**EXERCISE BRIEF:** Without changing anything, set down every line shown below.

**EXERCISE DATA:**
Start of Block

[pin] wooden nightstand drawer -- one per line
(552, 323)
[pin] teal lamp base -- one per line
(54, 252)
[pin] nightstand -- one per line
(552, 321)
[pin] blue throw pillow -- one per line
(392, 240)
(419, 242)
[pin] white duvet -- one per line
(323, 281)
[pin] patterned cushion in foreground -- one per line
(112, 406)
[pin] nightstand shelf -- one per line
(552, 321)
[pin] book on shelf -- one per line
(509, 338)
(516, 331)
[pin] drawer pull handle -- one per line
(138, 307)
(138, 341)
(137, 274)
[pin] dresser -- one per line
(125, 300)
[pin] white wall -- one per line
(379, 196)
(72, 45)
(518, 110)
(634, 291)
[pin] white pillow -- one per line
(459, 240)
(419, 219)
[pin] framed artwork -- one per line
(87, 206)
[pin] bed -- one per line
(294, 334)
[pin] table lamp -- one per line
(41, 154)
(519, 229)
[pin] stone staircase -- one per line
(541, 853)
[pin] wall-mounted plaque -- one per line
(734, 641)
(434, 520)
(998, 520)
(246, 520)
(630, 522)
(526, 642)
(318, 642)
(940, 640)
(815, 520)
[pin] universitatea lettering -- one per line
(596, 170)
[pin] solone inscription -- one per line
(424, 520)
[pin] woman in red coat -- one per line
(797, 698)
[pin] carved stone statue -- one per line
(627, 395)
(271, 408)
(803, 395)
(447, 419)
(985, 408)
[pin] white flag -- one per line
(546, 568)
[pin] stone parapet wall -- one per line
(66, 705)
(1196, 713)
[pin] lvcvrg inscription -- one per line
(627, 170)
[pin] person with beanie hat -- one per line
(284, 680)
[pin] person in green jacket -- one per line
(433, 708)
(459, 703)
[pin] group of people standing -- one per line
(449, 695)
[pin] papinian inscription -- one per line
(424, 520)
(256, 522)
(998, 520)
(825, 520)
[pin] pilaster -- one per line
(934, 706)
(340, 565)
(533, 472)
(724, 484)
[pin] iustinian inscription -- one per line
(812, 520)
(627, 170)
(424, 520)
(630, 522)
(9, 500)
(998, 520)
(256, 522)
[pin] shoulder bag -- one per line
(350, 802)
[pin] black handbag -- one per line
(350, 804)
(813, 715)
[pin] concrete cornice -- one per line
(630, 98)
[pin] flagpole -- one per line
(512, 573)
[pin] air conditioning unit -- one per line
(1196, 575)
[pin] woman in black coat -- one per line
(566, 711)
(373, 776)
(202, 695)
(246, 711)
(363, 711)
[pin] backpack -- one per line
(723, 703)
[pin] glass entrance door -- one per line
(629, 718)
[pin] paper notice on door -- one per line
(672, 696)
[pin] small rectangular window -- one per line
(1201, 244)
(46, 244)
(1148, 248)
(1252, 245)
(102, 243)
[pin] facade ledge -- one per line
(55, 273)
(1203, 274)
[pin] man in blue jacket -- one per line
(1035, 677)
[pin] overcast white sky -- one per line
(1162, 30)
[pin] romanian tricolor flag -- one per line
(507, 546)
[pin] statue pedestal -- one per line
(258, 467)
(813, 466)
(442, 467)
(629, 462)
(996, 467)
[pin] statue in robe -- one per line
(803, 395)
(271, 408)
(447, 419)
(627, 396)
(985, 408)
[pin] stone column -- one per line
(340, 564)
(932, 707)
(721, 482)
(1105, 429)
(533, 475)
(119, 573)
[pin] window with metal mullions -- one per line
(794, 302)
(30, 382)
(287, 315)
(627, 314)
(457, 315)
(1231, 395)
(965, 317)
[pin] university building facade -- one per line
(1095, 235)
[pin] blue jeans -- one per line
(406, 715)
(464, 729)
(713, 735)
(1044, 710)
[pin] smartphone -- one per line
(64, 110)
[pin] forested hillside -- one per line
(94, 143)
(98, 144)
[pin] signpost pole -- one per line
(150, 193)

End of Block

**ANSWER SPACE:**
[pin] wooden nightstand drawer -- one per line
(552, 323)
[pin] teal lamp base -- one per line
(54, 252)
[pin] nightstand -- one per line
(552, 321)
[pin] blue throw pillow -- one per line
(392, 240)
(419, 242)
[pin] white duvet -- one per line
(323, 281)
[pin] patterned cushion in foreground -- one per line
(112, 406)
[pin] nightstand shelf -- one per line
(552, 321)
[pin] book on shelf -- one per line
(509, 338)
(516, 331)
[pin] drawer pull handle -- one per line
(138, 307)
(138, 341)
(137, 274)
[pin] dresser -- one per line
(125, 300)
[pin] white wall -- one per line
(379, 196)
(72, 45)
(518, 110)
(634, 291)
[pin] white pillow -- one per line
(459, 240)
(419, 219)
[pin] framed artwork -- one per line
(87, 206)
[pin] bed -- one per line
(294, 334)
[pin] table lamp -- one per line
(41, 154)
(519, 229)
[pin] stone staircase -- one per line
(541, 853)
[pin] wall-mounted plaque -- one per line
(734, 641)
(434, 520)
(998, 520)
(246, 520)
(630, 522)
(526, 642)
(318, 642)
(940, 640)
(815, 520)
[pin] universitatea lettering -- one per line
(596, 170)
[pin] solone inscription -- one per line
(424, 520)
[pin] woman in red coat -- one per line
(797, 698)
[pin] carved stone statue -- one per line
(627, 395)
(271, 408)
(803, 395)
(447, 419)
(985, 408)
[pin] white flag -- one per line
(546, 568)
[pin] stone parapet wall -- one per line
(66, 705)
(1196, 713)
[pin] lvcvrg inscription -- one per line
(627, 170)
[pin] person with beanie hat -- one per line
(284, 680)
[pin] person in green jacket -- one per line
(433, 708)
(459, 703)
[pin] group of people standing -- one per line
(449, 695)
[pin] papinian inscription -- one per line
(424, 520)
(256, 522)
(998, 520)
(825, 520)
[pin] pilaster -- one per line
(934, 706)
(340, 565)
(533, 472)
(724, 484)
[pin] iustinian inscription -- one per line
(812, 520)
(627, 170)
(424, 520)
(630, 522)
(9, 500)
(998, 520)
(256, 522)
[pin] shoulder bag -- one per line
(350, 802)
[pin] black handbag -- one per line
(350, 804)
(813, 715)
[pin] concrete cornice -- one per line
(630, 98)
[pin] flagpole -- one per line
(512, 573)
[pin] air conditioning unit -- one per line
(1196, 575)
[pin] woman in black coat -- one per line
(566, 711)
(373, 776)
(202, 695)
(246, 711)
(363, 711)
[pin] backpack -- one per line
(723, 703)
[pin] glass entrance door -- one per line
(629, 718)
[pin] paper notice on door -- one per line
(672, 696)
[pin] small rectangular window -- one per line
(1201, 244)
(46, 244)
(1148, 248)
(1252, 245)
(102, 243)
[pin] facade ledge -- one per line
(55, 273)
(1203, 274)
[pin] man in blue jacket -- one per line
(1035, 677)
[pin] overcast white sky -- one per line
(1162, 30)
[pin] romanian tricolor flag -- one per line
(507, 546)
[pin] statue pedestal -- one per line
(258, 467)
(813, 466)
(442, 467)
(629, 462)
(996, 467)
[pin] statue in robe -- one per line
(803, 395)
(271, 408)
(447, 419)
(627, 396)
(985, 408)
[pin] stone column -- one per line
(340, 564)
(932, 707)
(721, 482)
(1105, 429)
(533, 475)
(119, 573)
[pin] window with metal mullions -- one per line
(794, 302)
(30, 382)
(287, 315)
(627, 314)
(457, 315)
(1231, 395)
(965, 317)
[pin] university building facade -- one per line
(1095, 235)
[pin] blue jeans -- one per line
(406, 715)
(464, 729)
(713, 735)
(1044, 710)
[pin] smartphone -- one per line
(64, 110)
[pin] forested hillside -- one per line
(94, 143)
(98, 144)
[pin] signpost pole -- one per line
(150, 193)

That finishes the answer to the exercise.